──────── Source material

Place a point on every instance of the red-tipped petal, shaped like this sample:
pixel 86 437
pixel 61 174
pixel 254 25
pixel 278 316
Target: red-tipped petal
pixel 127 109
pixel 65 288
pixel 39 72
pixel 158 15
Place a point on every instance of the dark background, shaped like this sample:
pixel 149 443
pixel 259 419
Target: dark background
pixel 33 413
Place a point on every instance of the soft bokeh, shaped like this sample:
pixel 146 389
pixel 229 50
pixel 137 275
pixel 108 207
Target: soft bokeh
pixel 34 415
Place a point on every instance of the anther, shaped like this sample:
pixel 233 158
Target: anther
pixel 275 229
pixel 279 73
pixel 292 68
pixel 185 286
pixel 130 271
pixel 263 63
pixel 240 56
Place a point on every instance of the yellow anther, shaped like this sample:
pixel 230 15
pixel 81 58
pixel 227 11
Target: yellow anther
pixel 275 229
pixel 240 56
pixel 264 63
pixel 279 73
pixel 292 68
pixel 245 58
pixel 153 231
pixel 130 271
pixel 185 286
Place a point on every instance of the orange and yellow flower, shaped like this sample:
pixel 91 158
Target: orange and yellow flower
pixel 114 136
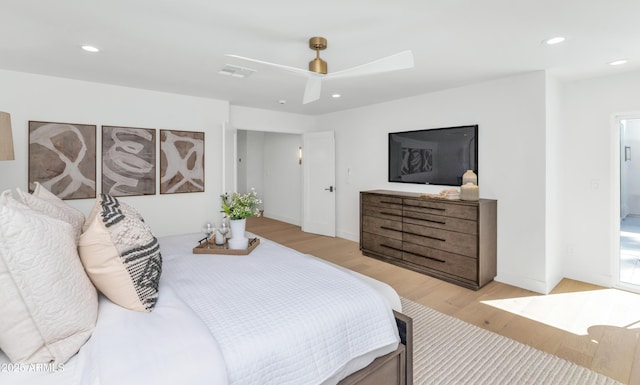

────────────────

# Task statement:
Retype exactly, please, the span from the line holding "Target: yellow anther" through the closing line of the data, both ends included, without the pictures.

# Output for this exercise:
Target: yellow anther
pixel 275 229
pixel 240 56
pixel 264 63
pixel 279 73
pixel 292 68
pixel 245 58
pixel 153 231
pixel 130 271
pixel 185 286
Place a point on every instance of the orange and yellow flower, shaped like this sample:
pixel 91 158
Target: orange and yellow flower
pixel 114 136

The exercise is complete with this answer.